Objective: Please carry on the article about Rosy Simas's new dance work Weave, picking up right after its final sentence.
*** Text extract
Native choreographer creating new dance to honor Indigenous world

Native Choreographer to create new dance project to honor Indigenous worldRosy Simas, an award-winning Haudenosaunee (Seneca Nation, Heron Clan) choreographer based in the Twin Cities, is developing a new full-length dance performance, Weave, to honor the interwoven and interdependent nature of the Native world. Individual Indigenous histories will be woven into a performance that envelops the audience in an immersive experience of story, dance, moving image and sound. 

 

Surrounding Weave’s premiere will be a series of community engagements and arts education activities that will build upon Oyate Okodakiciyapi (meaning “people coming together” in the Dakota language)—a project recently co-curated by Simas and Ordway Center for the Performing Arts—by fostering more opportunities for youth and adults in the region to meaningfully engage in Native contemporary choreography. The Weave process begins with a two-week community residency at The O’Shaughnessy at St. Catherine University with public events June 21-28, and ends with a world premiere performance at the Ordway on January 12, 2019. 

 

Simas said, “We invite Native people to participate in the residency to help us create a piece telling our stories. When Native artists create work for Native audiences—a natural process prior to colonization—we disrupt expectations about who is deemed worthy and appropriate to receive the gift of art. When broader audiences are welcomed into that space of creation, alongside Native people for whom the work was created, there is a deepened intimacy, a conversation shared, the universal revealed through the specific.”

 

For many Indigenous peoples, weaving is a way of life, an individual and communal act in which cultural stories and tribal knowledge are conveyed. Stories within cultural materials seem invisible, intangible, until they are made and shared. At a time when Native histories and cultures are still too-often marginalized or exploited, and Native people lead the way in protest and protection of our water for all, in Weave, Simas said she will “further the visionary work of those who long-ago negotiated our treaties for the sake of future generations. Our movement sovereignties ensure continued survival for our peoples, dances and lands.”

 

During the upcoming year of development, Simas will employ a Native circular model of creation (birth-life-death-birth).  She will work cyclically (research-rehearsal-performance-research), with community participation in multiple cities informing the process via workshops, open rehearsals, interviews and online discussions. Weave community engagement activities will strive to increase awareness of the intergenerational trauma caused by Indigenous adoption, missing Indigenous women, and Native American treaty violations by the United States and Canada.

 

Weave will craft Native stories though Simas’ embodied lens as a Native feminist movement and image-maker. The Weave Creative Team includes Ahimsa Timoteo Bodhrán, writer; Heid E. Erdrich, writer; Zoë Klein, performer; Sam Mitchell, performer; Valerie Oliveiro, performer; François Richomme, composer; Rosy Simas, choreographer; and George Stamos, performer.
******
*** Information shown
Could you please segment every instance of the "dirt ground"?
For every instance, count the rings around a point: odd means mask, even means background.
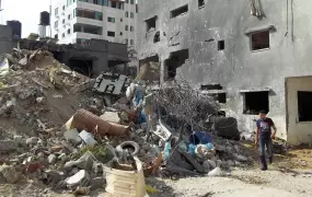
******
Reply:
 

Weave is being created in residencies at The Cowles Center for Dance and the Performing Arts (Minneapolis), McKnight Fellowships Residency at MANCC (Tallahassee), O’Shaughnessy at St. Catherine University (St. Paul) and the Ordway (St. Paul). Advisors and a Project Coordinator with deep ties to Native and Indigenous Communities will design engagement events that bring audiences and performers together specifically to draw Native people deeply into Weave. This will be community engagement driven by Native people—including public workshops, artist-centered discussions and informative talks, and open rehearsals. Native foods will be offered and performances will open with a spiritual/cultural advisor’s speech, so that community engagement takes a meaning beyond audience development.

 

Weave will be site-specific. And “site-specific” for Simas is more than a location — it is the community that occupies the space, the territory and the Native history of the place.

 

Additional site-specific iterations of Weave will be created for Allegany Seneca Territory (Seneca National Cultural Center), Birmingham (The Alabama Dance Council), Washington D.C. (Dance Place), Maui (Maui Arts & Cultural Center), Oahu (PA’I Foundation) and Philadelphia (Intercultural Journeys).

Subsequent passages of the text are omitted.